• REQUEST
Could you reproduce everything from "I was under" down to "a continuity switch." in the forum thread below about wiring a Heltec balancer to a Victron relay, word for word?

═══ SELECTED EXTRACT ═══

Your way works for you and my way works for me. It's all good. To each his own.

As far as the LEDs being lit up it is my understanding they should always be turned on unless the Heltec 5A is turned off. For example the Heltec LEDs turn on at 27.4 volts and off at 27.2 volts on my system.

 

[On_The_Road]

I understand it now

I was under the impression the relay sent a 12V signal. But it's essentially allowing continuity between it's common and the nc or no. And if you want to use it to signal 12V you would pass 12V through it but not more than 1 amp.

Although, I am measuring 0.9 ohms. It's probably 10 feet of wiring to the BMV head.

Is that too much resistance to introduce into the balancer's ground?

 

[Dynoman]

Yes, it is just a continuity switch.

I have at least 10 to 12 feet of 22 gauge solid wire in use between the Victron BMV-712 head and the de-soldered run pads on the Heltec 5A and all works good. I also have a parallel connection to control two Heltec 5A balancers. I don't know if it is really a ground on the balancer. The wire is just completing the path that the 2 solder pads made with solder in-between them.

Your wire should be good. I do remember that it was a bit of a trick to get the wires inserted into the Victron BMV-712 meter display head. I don't remember the trick, but I found it on Victron's web site. Maybe you wont have any problems. I do remember the solid wire made it easier to insert into the BMV-712 connections and also to solder onto the tiny solder pads of the Heltec 5A.

I did look later last night and I am using the com and NO connections on the back of the Victron BMV-712 meter display head.

Edit: Found the article about inserting wires into the BMV-712 display head. 22 gauge solid wire works good.

How to physically connect wires to BMV-712 configurable relay NO and COM points on back of device
I tried inserting the wire from an unfolded paper clip and the mechanism inside the connector held the paper clip wire. I then pressed on the orange tab and it released the friction and I could remove the paper clip. Originally, I was using a wire that would fit the hole in the connector but was a little too large for the mechanism to hold the wire.

 

[On_The_Road]

So not sure breaking the ground will kill it.

Balancer unplugged and no ground. Plug in balancer. No yellow light. Attach ground. Yellow led lights up.

Remove ground - yellow led stays illuminated.

I wouldn't have expected that.

═══ DATASET ROWS ═══

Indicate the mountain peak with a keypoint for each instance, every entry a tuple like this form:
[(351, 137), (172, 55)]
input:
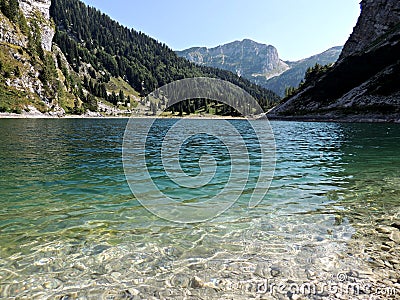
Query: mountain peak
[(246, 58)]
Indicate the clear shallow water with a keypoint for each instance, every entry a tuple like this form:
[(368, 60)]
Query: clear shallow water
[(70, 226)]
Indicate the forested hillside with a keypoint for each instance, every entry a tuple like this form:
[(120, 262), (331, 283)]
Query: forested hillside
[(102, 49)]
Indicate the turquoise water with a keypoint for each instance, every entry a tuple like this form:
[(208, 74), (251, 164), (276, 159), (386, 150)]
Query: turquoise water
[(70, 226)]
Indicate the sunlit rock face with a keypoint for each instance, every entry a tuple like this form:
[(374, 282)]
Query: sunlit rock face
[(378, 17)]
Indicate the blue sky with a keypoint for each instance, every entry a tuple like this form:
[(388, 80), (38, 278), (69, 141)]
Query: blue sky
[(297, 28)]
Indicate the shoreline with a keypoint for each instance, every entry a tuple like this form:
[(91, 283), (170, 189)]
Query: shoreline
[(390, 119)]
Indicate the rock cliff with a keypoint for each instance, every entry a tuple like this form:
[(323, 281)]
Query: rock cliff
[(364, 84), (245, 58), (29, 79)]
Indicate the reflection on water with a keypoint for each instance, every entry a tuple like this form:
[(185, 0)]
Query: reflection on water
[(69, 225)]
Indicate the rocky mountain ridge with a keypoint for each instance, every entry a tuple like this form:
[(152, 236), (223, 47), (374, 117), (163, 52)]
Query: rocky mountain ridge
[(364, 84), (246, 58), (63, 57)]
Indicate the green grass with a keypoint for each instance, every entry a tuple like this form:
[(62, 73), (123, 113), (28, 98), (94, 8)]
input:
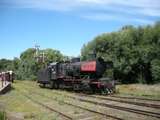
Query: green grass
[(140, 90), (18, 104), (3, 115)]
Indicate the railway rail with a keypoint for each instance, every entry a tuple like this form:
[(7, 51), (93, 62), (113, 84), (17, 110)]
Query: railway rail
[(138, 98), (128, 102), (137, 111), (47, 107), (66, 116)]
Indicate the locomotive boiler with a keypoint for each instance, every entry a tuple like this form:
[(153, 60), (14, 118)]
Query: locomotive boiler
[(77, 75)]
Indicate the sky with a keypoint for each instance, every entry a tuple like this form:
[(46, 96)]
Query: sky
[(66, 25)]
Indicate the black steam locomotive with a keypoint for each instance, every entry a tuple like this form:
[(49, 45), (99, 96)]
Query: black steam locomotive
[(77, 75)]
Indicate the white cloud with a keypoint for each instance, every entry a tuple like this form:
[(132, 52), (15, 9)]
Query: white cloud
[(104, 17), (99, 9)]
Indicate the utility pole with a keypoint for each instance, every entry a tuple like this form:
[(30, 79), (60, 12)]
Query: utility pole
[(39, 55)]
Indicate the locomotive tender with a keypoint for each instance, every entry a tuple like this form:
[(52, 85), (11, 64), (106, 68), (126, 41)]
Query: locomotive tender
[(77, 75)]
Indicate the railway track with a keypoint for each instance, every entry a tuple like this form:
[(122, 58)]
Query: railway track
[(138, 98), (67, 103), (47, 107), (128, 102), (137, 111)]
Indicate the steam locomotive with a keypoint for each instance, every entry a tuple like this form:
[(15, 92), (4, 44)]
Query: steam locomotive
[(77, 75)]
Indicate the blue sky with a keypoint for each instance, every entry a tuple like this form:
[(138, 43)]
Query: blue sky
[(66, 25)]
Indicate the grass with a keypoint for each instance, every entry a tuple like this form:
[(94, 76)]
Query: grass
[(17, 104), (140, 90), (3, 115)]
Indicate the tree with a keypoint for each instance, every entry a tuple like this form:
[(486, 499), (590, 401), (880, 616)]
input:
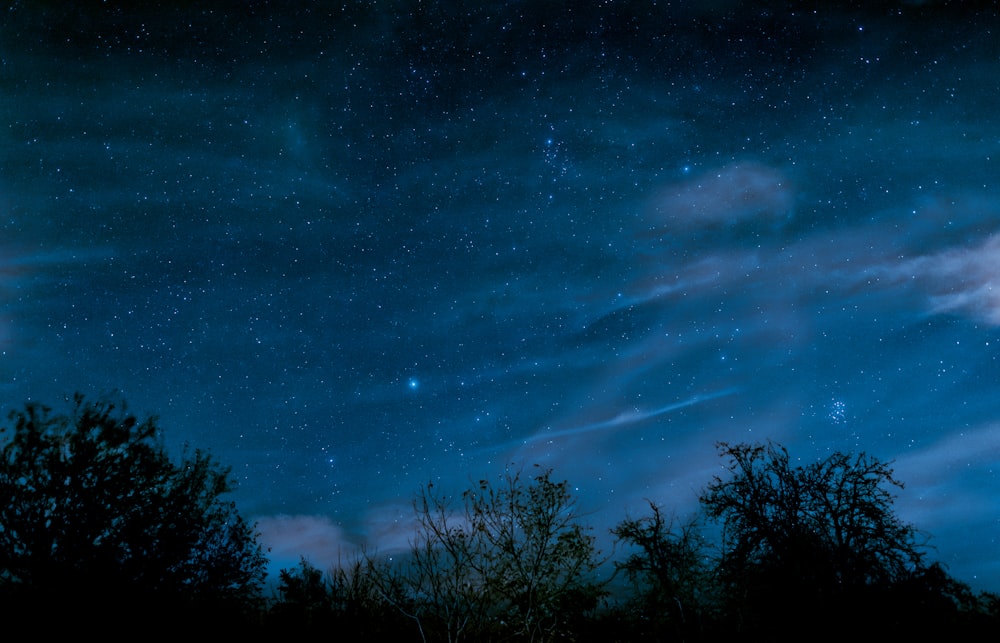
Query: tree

═══
═══ DATASET ROWS ═══

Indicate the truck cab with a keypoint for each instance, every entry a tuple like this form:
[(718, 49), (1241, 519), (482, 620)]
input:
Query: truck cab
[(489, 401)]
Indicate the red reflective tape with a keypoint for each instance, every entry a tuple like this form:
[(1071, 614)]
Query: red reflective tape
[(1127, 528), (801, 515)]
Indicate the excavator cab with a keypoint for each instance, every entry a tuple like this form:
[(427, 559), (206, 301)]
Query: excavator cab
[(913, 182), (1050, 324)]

═══

• OUTPUT OF THE EXERCISE
I was under the impression the relay sent a 12V signal. But it's essentially allowing continuity between it's common and the nc or no. And if you want to use it to signal 12V you would pass 12V through it but not more than 1 amp.

Although, I am measuring 0.9 ohms. It's probably 10 feet of wiring to the BMV head.

Is that too much resistance to introduce into the balancer's ground?

 

[Dynoman]

Yes, it is just a continuity switch.